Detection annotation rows
-------

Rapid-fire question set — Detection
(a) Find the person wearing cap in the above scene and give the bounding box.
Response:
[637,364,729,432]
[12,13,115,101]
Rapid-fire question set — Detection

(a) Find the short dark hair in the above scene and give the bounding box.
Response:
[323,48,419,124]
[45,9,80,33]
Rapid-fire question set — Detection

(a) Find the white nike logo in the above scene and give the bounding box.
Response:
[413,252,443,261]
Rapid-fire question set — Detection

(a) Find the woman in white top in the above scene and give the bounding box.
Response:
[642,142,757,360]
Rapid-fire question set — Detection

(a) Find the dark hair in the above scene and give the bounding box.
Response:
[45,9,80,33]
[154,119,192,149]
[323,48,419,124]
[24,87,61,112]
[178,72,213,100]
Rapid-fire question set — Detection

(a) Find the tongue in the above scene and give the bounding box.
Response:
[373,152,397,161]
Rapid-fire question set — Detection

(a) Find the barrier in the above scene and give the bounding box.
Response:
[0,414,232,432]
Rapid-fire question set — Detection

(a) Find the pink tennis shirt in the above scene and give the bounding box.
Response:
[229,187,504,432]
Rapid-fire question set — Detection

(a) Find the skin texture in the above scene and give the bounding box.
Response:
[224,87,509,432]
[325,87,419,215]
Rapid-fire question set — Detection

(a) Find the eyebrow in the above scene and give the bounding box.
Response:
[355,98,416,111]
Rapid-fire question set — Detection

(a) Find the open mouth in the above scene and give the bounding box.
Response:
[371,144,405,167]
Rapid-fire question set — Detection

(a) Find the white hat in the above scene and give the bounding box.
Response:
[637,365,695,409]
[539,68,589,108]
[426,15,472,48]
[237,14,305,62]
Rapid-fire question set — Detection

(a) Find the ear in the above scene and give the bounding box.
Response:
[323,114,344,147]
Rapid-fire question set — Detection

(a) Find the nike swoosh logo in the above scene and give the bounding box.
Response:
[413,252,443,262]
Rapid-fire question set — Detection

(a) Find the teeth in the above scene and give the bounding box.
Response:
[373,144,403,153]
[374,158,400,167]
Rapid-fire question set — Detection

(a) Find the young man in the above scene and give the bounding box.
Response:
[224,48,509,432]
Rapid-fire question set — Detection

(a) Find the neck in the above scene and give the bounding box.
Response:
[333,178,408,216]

-------

*Requirements*:
Repeat all of the rows above exactly as they appear, line for line.

*Solved problem*:
Rapid-fire question set — Detection
(a) Find the person wearing cap in the above scene and give the bounding box.
Response:
[637,364,729,432]
[12,13,115,101]
Rapid-fire question set — Detection

(a) Find the short dark hair in the above scene and give the bounding box.
Response:
[323,48,419,124]
[45,9,80,33]
Rapid-fire question set — Detection

(a) Find the white nike logo in the above scene and give the bounding box.
Response:
[413,252,443,261]
Rapid-fire question set — Detection

(a) Find the woman in white top in the above scene and give the bounding box.
Response:
[642,142,757,360]
Rapid-fire question set — Detection

(a) Find the dark hair in the above scene and give the bounding box.
Response:
[45,9,80,33]
[154,119,192,149]
[323,48,419,124]
[24,87,61,112]
[178,72,213,100]
Rapid-fire question set — Detection

(a) Find the tongue in the above scene and give the bounding box.
Response:
[373,152,397,161]
Rapid-fire question set — Detection

(a) Find the barrier in the above scene and give the bounding box.
Response:
[0,414,232,432]
Rapid-fire question set — Detection

(a) Find the pink tennis shirt in the above scene and give the bounding box.
Response:
[229,187,504,432]
Rapid-fire question set — Detection

(a) Find the skin texture in the above scene and give the bounding box.
Response:
[224,87,509,432]
[325,87,419,215]
Rapid-fire question set — Detection

(a) Find the eyebrow in the above scene and give the bounding box.
Response:
[355,98,416,111]
Rapid-fire question set — Detection

(a) Find the open mouth in the above scene and give the bounding box.
Response:
[371,144,405,167]
Rapid-fire question set — Detection

(a) Find the white hat in the above scene and give the bounding box.
Response:
[637,365,695,409]
[539,68,589,108]
[426,15,472,48]
[237,14,305,62]
Rapid-fire question set — Detection

(a) Find the ear in the above scene and give the bounding box.
Response:
[323,114,344,147]
Rapid-fire question set — Detection

(a) Find the nike swoosh logo in the above scene and give the bounding box.
Response:
[413,252,443,262]
Rapid-fire question set — Detection

(a) Find the teeth in the above scene and give the bounding box.
Response:
[373,144,403,153]
[374,158,400,167]
Rapid-fire question set — Detection

(a) Find the young man in the above scene and give the bounding box.
Response:
[224,48,509,432]
Rapid-fire question set — Detection

(a) Find the neck in the above scene and give the bounding box.
Response:
[333,178,408,216]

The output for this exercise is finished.